• _What is being asked_
A complete answer includes every line below with the word "berry".
(Excerpted data begins)
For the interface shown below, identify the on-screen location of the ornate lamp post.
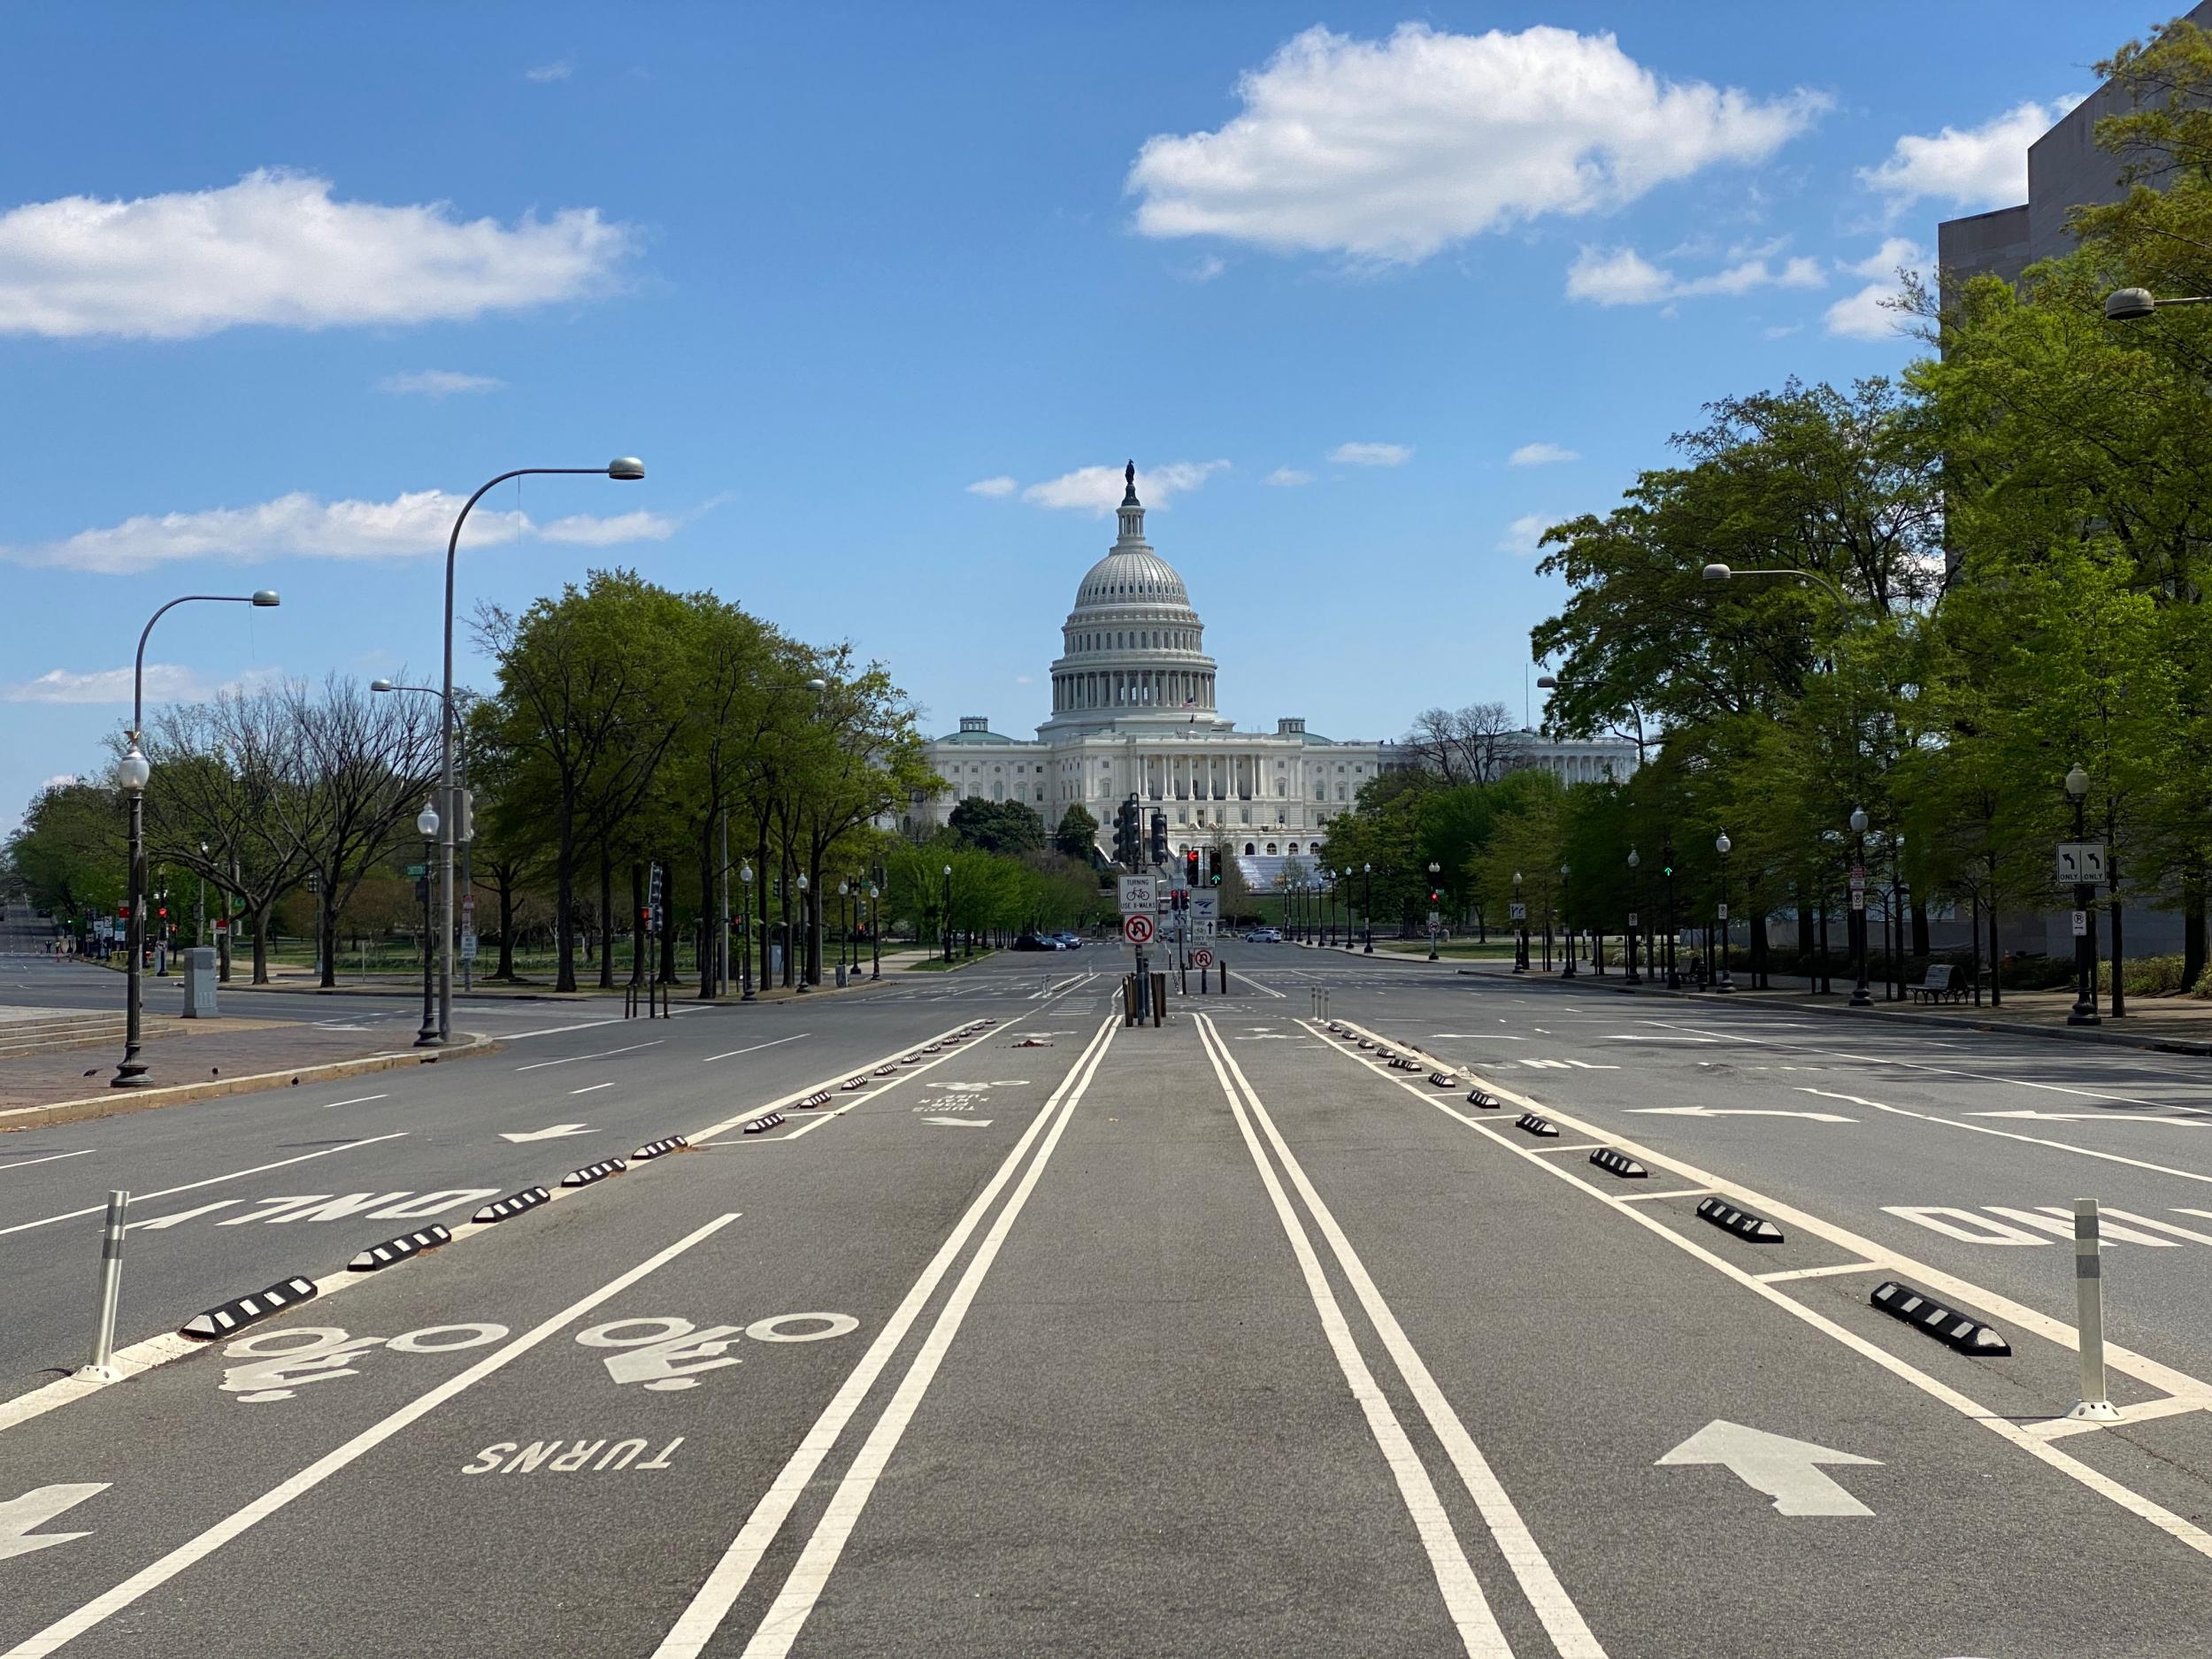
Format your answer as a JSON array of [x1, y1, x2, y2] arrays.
[[795, 872, 811, 992], [1663, 835, 1680, 990], [1426, 861, 1441, 960], [1559, 863, 1576, 978], [1362, 862, 1373, 953], [1512, 871, 1527, 973], [1848, 808, 1872, 1007], [739, 863, 757, 1001], [413, 800, 441, 1046], [941, 864, 954, 964], [1624, 848, 1641, 986], [2066, 764, 2100, 1025], [869, 881, 882, 979]]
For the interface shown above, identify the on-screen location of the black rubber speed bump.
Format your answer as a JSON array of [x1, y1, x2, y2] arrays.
[[1696, 1196, 1784, 1244], [1356, 1040, 1375, 1049], [1430, 1071, 1456, 1087], [631, 1136, 687, 1161], [348, 1225, 452, 1272], [472, 1187, 551, 1225], [1514, 1112, 1561, 1138], [562, 1158, 627, 1187], [797, 1090, 833, 1110], [742, 1111, 787, 1135], [182, 1276, 319, 1339], [842, 1077, 867, 1091], [1466, 1088, 1502, 1110], [1588, 1148, 1648, 1179], [873, 1065, 896, 1077], [925, 1042, 942, 1052], [1871, 1279, 2011, 1356]]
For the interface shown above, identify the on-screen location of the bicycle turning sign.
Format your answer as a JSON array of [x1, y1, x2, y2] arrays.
[[1123, 913, 1156, 946]]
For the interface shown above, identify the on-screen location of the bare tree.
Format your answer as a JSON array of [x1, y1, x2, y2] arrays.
[[1404, 702, 1523, 785]]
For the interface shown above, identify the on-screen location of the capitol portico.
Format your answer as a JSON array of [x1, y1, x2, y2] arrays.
[[910, 464, 1637, 867], [912, 465, 1379, 863]]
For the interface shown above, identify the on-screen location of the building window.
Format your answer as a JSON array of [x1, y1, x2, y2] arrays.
[[1265, 842, 1278, 856], [1288, 842, 1301, 854], [1244, 842, 1256, 856]]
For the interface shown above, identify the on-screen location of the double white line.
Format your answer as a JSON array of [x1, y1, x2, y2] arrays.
[[1193, 1012, 1604, 1659], [654, 1013, 1121, 1658]]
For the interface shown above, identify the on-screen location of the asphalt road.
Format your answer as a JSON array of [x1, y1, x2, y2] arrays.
[[3, 941, 2209, 1656]]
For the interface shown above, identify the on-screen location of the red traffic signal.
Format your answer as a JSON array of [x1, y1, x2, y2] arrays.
[[1428, 888, 1440, 905], [1184, 849, 1199, 886], [157, 906, 169, 920], [639, 908, 652, 925]]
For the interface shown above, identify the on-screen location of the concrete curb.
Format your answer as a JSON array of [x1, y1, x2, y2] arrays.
[[0, 1029, 501, 1132], [1455, 965, 2212, 1057]]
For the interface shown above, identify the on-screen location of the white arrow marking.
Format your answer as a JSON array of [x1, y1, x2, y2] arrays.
[[0, 1484, 109, 1560], [1629, 1106, 1855, 1123], [497, 1124, 598, 1143], [921, 1117, 993, 1128], [1656, 1420, 1878, 1516], [1967, 1110, 2209, 1126]]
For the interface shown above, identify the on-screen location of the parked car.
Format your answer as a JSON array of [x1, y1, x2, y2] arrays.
[[1246, 926, 1281, 943], [1050, 932, 1083, 949], [1013, 933, 1064, 951]]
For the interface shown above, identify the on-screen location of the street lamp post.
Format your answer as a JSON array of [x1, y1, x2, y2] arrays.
[[2066, 764, 2101, 1025], [795, 872, 811, 992], [1362, 863, 1374, 953], [111, 588, 280, 1088], [413, 800, 440, 1046], [942, 864, 954, 963], [870, 881, 882, 979], [1848, 807, 1872, 1008], [1713, 832, 1735, 993], [1624, 848, 1641, 986], [1559, 864, 1576, 978], [739, 863, 756, 1001], [1662, 836, 1680, 990], [1512, 871, 1527, 973], [434, 460, 642, 1035]]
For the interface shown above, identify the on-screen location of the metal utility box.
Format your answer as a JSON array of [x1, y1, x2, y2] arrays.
[[181, 947, 219, 1018]]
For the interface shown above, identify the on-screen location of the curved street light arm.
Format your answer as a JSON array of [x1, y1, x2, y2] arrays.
[[134, 593, 269, 736]]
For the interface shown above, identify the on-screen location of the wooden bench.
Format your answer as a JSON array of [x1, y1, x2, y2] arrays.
[[1909, 964, 1967, 1005]]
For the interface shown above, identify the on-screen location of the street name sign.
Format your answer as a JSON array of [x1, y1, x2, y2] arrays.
[[1118, 876, 1155, 915]]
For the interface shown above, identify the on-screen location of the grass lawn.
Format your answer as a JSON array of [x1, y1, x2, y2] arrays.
[[907, 949, 997, 972]]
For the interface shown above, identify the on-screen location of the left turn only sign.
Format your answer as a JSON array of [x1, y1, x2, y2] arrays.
[[1123, 913, 1156, 945]]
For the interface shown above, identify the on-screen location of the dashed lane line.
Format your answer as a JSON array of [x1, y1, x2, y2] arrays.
[[701, 1033, 810, 1064], [653, 1018, 1119, 1658], [1796, 1087, 2212, 1187], [0, 1213, 740, 1659], [1196, 1014, 1594, 1659], [0, 1149, 94, 1172], [512, 1039, 664, 1072], [0, 1133, 412, 1240]]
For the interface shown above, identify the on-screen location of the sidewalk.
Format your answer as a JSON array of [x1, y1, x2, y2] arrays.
[[1457, 958, 2212, 1056]]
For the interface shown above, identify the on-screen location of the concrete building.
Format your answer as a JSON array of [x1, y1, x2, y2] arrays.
[[1939, 4, 2212, 289], [910, 465, 1640, 879]]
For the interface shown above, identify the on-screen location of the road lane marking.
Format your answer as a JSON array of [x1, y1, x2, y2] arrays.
[[701, 1033, 810, 1064], [1616, 1187, 1714, 1202], [319, 1094, 388, 1110], [513, 1040, 664, 1072], [0, 1150, 93, 1172], [1798, 1087, 2212, 1187], [498, 1018, 623, 1040], [730, 1021, 1118, 1659], [0, 1213, 741, 1658], [1202, 1014, 1604, 1656], [0, 1133, 412, 1239], [1313, 1018, 2212, 1542], [1755, 1263, 1884, 1284], [654, 1018, 1118, 1659], [1229, 971, 1287, 999], [571, 1081, 617, 1095]]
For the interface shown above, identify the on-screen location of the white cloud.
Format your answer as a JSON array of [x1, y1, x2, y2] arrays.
[[1265, 467, 1314, 487], [1127, 23, 1827, 263], [1509, 442, 1579, 467], [965, 475, 1018, 498], [3, 488, 677, 574], [4, 663, 279, 704], [526, 59, 573, 82], [1825, 239, 1929, 342], [1497, 514, 1548, 557], [0, 169, 633, 339], [1330, 442, 1411, 467], [1763, 323, 1802, 340], [41, 773, 78, 790], [1021, 460, 1228, 513], [376, 369, 505, 398], [1567, 245, 1824, 306], [1014, 674, 1035, 685], [1860, 96, 2082, 214], [1183, 254, 1227, 282]]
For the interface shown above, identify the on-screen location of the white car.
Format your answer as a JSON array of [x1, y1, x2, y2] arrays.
[[1246, 926, 1282, 943]]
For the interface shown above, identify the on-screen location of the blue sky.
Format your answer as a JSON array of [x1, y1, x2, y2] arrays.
[[0, 2, 2125, 828]]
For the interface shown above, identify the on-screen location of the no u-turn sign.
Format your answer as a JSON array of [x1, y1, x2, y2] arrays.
[[1123, 913, 1155, 945]]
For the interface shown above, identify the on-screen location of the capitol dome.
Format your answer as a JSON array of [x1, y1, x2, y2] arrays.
[[1042, 464, 1228, 733]]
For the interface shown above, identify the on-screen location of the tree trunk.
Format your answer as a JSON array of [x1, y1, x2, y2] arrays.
[[598, 843, 616, 990], [806, 847, 825, 985], [1910, 899, 1930, 960], [2186, 871, 2207, 995], [319, 884, 340, 988], [1986, 874, 2002, 1008], [1797, 900, 1815, 987], [658, 885, 678, 984], [2109, 865, 2126, 1018], [1751, 913, 1769, 989], [495, 873, 516, 980], [555, 790, 579, 994], [251, 905, 273, 985], [698, 826, 718, 1000], [631, 861, 647, 986]]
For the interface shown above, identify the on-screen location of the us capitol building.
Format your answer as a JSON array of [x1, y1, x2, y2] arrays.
[[910, 464, 1632, 868]]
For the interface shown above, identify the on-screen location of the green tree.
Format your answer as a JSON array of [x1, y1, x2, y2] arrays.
[[1053, 803, 1100, 860]]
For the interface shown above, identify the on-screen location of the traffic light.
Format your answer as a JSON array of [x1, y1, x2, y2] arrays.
[[1148, 812, 1169, 866], [456, 787, 476, 845], [1114, 796, 1140, 867], [1185, 849, 1199, 889], [1428, 886, 1440, 905], [1209, 848, 1223, 887]]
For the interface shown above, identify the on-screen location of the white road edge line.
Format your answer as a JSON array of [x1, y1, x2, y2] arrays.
[[1314, 1018, 2212, 1559], [1796, 1087, 2212, 1188], [0, 1132, 412, 1240], [1, 1211, 740, 1659], [496, 1018, 622, 1040], [1204, 1014, 1603, 1659], [653, 1016, 1119, 1659], [0, 1149, 95, 1172], [1755, 1263, 1884, 1284]]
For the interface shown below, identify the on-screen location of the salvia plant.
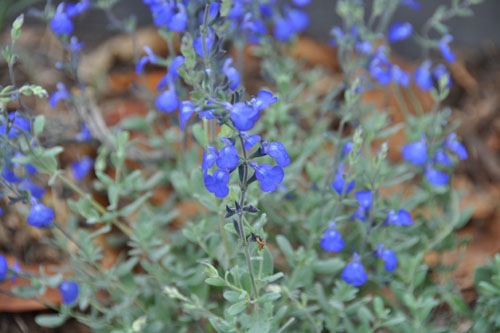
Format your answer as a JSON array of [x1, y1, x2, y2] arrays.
[[0, 0, 484, 332]]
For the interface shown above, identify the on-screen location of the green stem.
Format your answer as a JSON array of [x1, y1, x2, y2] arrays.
[[408, 87, 425, 116], [237, 133, 258, 302], [393, 84, 411, 120], [219, 213, 233, 268], [56, 173, 106, 214]]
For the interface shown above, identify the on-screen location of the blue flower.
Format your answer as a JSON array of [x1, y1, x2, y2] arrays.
[[434, 149, 453, 167], [149, 2, 173, 27], [202, 146, 218, 171], [0, 255, 7, 280], [229, 90, 276, 130], [136, 46, 157, 74], [414, 60, 433, 91], [353, 206, 366, 222], [433, 64, 452, 89], [445, 133, 468, 160], [168, 55, 185, 80], [341, 253, 368, 287], [216, 144, 239, 170], [251, 90, 278, 111], [2, 166, 21, 183], [259, 2, 275, 18], [50, 4, 74, 36], [320, 222, 344, 252], [355, 190, 372, 210], [11, 260, 20, 283], [251, 163, 285, 192], [439, 34, 456, 63], [376, 245, 398, 272], [155, 88, 179, 113], [223, 58, 240, 90], [341, 142, 353, 159], [402, 137, 427, 165], [49, 83, 70, 108], [179, 100, 196, 130], [355, 40, 373, 54], [66, 36, 84, 52], [75, 123, 91, 142], [391, 65, 410, 87], [370, 48, 392, 85], [72, 156, 94, 181], [330, 26, 344, 46], [242, 133, 261, 150], [387, 22, 413, 43], [204, 170, 230, 198], [273, 8, 309, 42], [292, 0, 310, 6], [273, 18, 294, 42], [0, 111, 31, 139], [241, 14, 266, 43], [397, 209, 413, 226], [193, 30, 215, 57], [198, 108, 216, 120], [425, 167, 449, 186], [27, 202, 54, 228], [228, 1, 244, 18], [59, 281, 79, 305], [19, 179, 45, 199], [66, 0, 90, 17], [401, 0, 420, 9], [208, 1, 220, 18], [148, 1, 186, 31], [386, 210, 399, 225], [385, 209, 413, 226], [262, 141, 291, 167], [168, 3, 187, 32], [331, 164, 355, 196], [25, 164, 37, 175], [230, 102, 260, 131], [156, 73, 173, 91], [288, 8, 309, 32]]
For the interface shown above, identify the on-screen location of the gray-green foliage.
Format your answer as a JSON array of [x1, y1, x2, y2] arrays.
[[473, 255, 500, 332], [0, 1, 486, 332]]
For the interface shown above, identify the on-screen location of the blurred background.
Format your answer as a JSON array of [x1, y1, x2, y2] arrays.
[[1, 0, 498, 57]]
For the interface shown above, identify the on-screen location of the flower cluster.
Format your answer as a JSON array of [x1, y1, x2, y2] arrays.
[[50, 0, 90, 37], [0, 108, 63, 231], [48, 82, 70, 108], [136, 2, 295, 202], [0, 111, 48, 202], [331, 12, 456, 90], [226, 0, 310, 43], [402, 133, 468, 187], [320, 132, 466, 287], [144, 0, 188, 32], [321, 162, 414, 287], [414, 61, 451, 91], [135, 45, 185, 122], [154, 56, 185, 115], [201, 90, 291, 198]]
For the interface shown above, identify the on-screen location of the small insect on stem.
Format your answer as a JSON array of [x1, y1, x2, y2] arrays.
[[248, 232, 265, 251]]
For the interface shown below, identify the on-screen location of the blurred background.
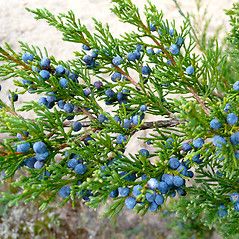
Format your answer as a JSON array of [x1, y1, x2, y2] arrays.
[[0, 0, 233, 238]]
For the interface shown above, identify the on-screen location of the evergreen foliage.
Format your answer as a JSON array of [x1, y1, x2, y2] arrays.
[[0, 0, 239, 237]]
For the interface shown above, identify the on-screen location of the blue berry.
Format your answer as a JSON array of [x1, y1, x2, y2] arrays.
[[98, 114, 108, 123], [182, 142, 192, 152], [40, 57, 51, 68], [142, 65, 151, 75], [177, 165, 188, 176], [158, 181, 169, 194], [82, 44, 91, 50], [109, 189, 118, 198], [192, 154, 202, 164], [39, 70, 50, 80], [63, 103, 74, 113], [173, 176, 185, 187], [118, 187, 130, 197], [123, 119, 131, 129], [22, 52, 34, 63], [59, 78, 68, 88], [74, 163, 87, 175], [155, 194, 164, 205], [116, 134, 127, 144], [161, 174, 174, 186], [185, 66, 194, 75], [57, 100, 65, 109], [146, 192, 156, 202], [93, 81, 103, 89], [146, 48, 155, 55], [140, 105, 147, 112], [230, 132, 239, 145], [24, 157, 36, 168], [90, 49, 98, 58], [230, 193, 239, 203], [8, 93, 18, 102], [105, 89, 115, 98], [218, 205, 228, 217], [136, 44, 143, 51], [233, 81, 239, 91], [67, 158, 79, 169], [58, 185, 71, 198], [127, 52, 138, 61], [177, 188, 187, 196], [169, 28, 174, 36], [114, 115, 121, 123], [169, 44, 179, 55], [149, 23, 156, 31], [139, 149, 149, 157], [187, 171, 194, 178], [83, 88, 91, 97], [234, 202, 239, 212], [22, 79, 32, 85], [112, 56, 123, 66], [132, 115, 140, 125], [33, 141, 47, 154], [125, 197, 137, 209], [16, 142, 30, 153], [83, 55, 93, 65], [212, 135, 226, 148], [34, 161, 44, 169], [227, 113, 238, 125], [176, 37, 184, 47], [224, 103, 231, 112], [149, 202, 158, 212], [132, 185, 142, 197], [35, 151, 49, 161], [111, 72, 122, 82], [55, 65, 65, 75], [169, 157, 180, 169], [193, 138, 204, 148], [72, 121, 82, 132], [147, 178, 160, 190], [69, 72, 78, 82], [210, 119, 221, 130]]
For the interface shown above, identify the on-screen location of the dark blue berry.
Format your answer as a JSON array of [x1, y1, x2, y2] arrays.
[[59, 78, 68, 88], [83, 88, 91, 97], [149, 202, 158, 212], [57, 100, 65, 109], [158, 181, 169, 194], [224, 103, 231, 112], [8, 93, 18, 102], [146, 48, 155, 55], [212, 135, 226, 148], [55, 65, 65, 75], [58, 185, 71, 198], [233, 81, 239, 91], [33, 141, 47, 154], [75, 163, 87, 175], [140, 105, 147, 112], [39, 70, 50, 80], [67, 158, 79, 169], [125, 197, 137, 209], [98, 114, 108, 123], [105, 89, 115, 98], [63, 103, 74, 113], [111, 72, 122, 82], [193, 138, 204, 148], [82, 44, 91, 51], [116, 134, 127, 144], [118, 187, 130, 197], [24, 157, 36, 168], [186, 66, 194, 75], [146, 192, 156, 202], [72, 121, 82, 132], [182, 142, 192, 152], [176, 37, 184, 47], [230, 132, 239, 145], [35, 151, 49, 161], [132, 185, 142, 197], [169, 157, 180, 169], [40, 57, 51, 68], [112, 56, 123, 66], [139, 149, 149, 157], [93, 81, 103, 89], [155, 194, 164, 205], [147, 178, 160, 190], [161, 174, 174, 186], [169, 44, 179, 55], [210, 119, 221, 130], [149, 23, 156, 31], [22, 52, 34, 63], [173, 176, 185, 187], [227, 113, 238, 125], [109, 189, 118, 198], [142, 65, 151, 75], [234, 202, 239, 212], [34, 161, 44, 169], [16, 142, 30, 153]]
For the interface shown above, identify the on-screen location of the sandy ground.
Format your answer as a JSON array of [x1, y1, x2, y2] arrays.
(Excerpted data ends)
• _Result below_
For the interface shown above, identify the on-screen location of the blue berry.
For the interface shown above, identify the on-screen location of the dark blue berry.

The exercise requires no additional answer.